Zadanie robocze 1: Przetłumacz na angielski to zdanie z fragmentu o cenach haftu: „Wydaje mi się, ze bardzo trudno jest wyceniac swoje prace.”
Zadanie robocze 2: Proszę przepisać bez zmian fragment o cenach haftu od „To ja jako nastepna” do „z takim cudenkiem.” włącznie.

Fragment dokumentu:
Parę lat temu będąc bez pracy udało mi się zarobić na szydełkowych
firankach. Jednak o wiele więcej zarabiałam wówczas szyciem. Za to dzisiaj,
jak ktoś mnie pyta, czy zrobiłabym mu (jej ) taki sweterek , czy taką
serwetę, czy... to nieraz pół żartem , pół serio odpowiadam : Nie stać cię
na mnie :-)
I ciągle mam nadzieję, że ktoś kiedyś będzie przechowywał moje hafty z takim
pietyzmem, z jakim ja przechowuję haft (rzut okiem na obraz powyżej kompa
:-) mojej św. pamięci Babci Beci. Czego i Wam życzę.
--
Anna vel Gratka (Ziemia Lubuska)
"Człowiek nie musi być niezwykle mądry, byle był dobry i dobroć swą
udokumentował w czynach."
› Pokaż wiadomość z nagłówkami
1. Data: 2003-08-01 16:59:17
Temat: Re: ceny za haft :-O> Po pierwsze: Aniów ci u nas dostatek ;o)
To ja jako nastepna Ania tez dołożę swoje 3 grosze...
Wydaje mi się, ze bardzo trudno jest wyceniac swoje prace. Ostatnio widziałam w
Cepelii przep[iękna snutkę, dosyc duża, w drobniutkie dziurki. I kosztowała 150
zł. Mojej mamie to oczy wyszły na wierzch, ze tak dużo. A jak tak sobie
wyobraziłam... siedzę sobie, dłubię, nici cieniutki, haft staranny... ja bym
wzięla dużo więcej. Tylko ten co kupuje to czesto nie wie ile to czasu trzeba
sie namęczyc z takim cudenkiem.
No coz, mam nadzieję, ze zycie nie zmusi mnie żebym musiała zarabiac swoimi
robótkami i pozostanie mi robienie tylko dla przyjemnosci...

Zebrane wpisy danych:
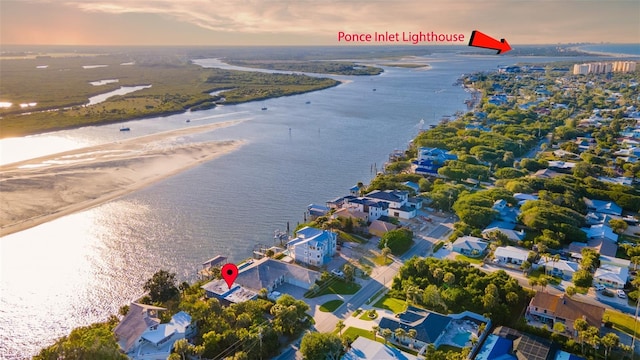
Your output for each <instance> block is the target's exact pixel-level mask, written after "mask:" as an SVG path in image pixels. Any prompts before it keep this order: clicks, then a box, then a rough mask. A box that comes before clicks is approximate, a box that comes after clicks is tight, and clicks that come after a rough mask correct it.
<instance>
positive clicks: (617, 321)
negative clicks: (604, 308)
mask: <svg viewBox="0 0 640 360" xmlns="http://www.w3.org/2000/svg"><path fill="white" fill-rule="evenodd" d="M604 320H605V321H607V320H608V321H611V322H612V323H613V328H614V329H616V330H620V331H622V332H624V333H627V334H629V335H630V336H633V329H634V321H633V317H632V316H629V315H626V314H623V313H621V312H620V311H616V310H610V309H606V310H605V311H604ZM635 323H636V324H635V330H636V337H637V336H640V321H636V322H635Z"/></svg>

Rozwiązanie pisemne 1: It seems to me that it is very hard to put a price on one's own work.

Rozwiązanie pisemne 2:
To ja jako nastepna Ania tez dołożę swoje 3 grosze...
Wydaje mi się, ze bardzo trudno jest wyceniac swoje prace. Ostatnio widziałam w
Cepelii przep[iękna snutkę, dosyc duża, w drobniutkie dziurki. I kosztowała 150
zł. Mojej mamie to oczy wyszły na wierzch, ze tak dużo. A jak tak sobie
wyobraziłam... siedzę sobie, dłubię, nici cieniutki, haft staranny... ja bym
wzięla dużo więcej. Tylko ten co kupuje to czesto nie wie ile to czasu trzeba
sie namęczyc z takim cudenkiem.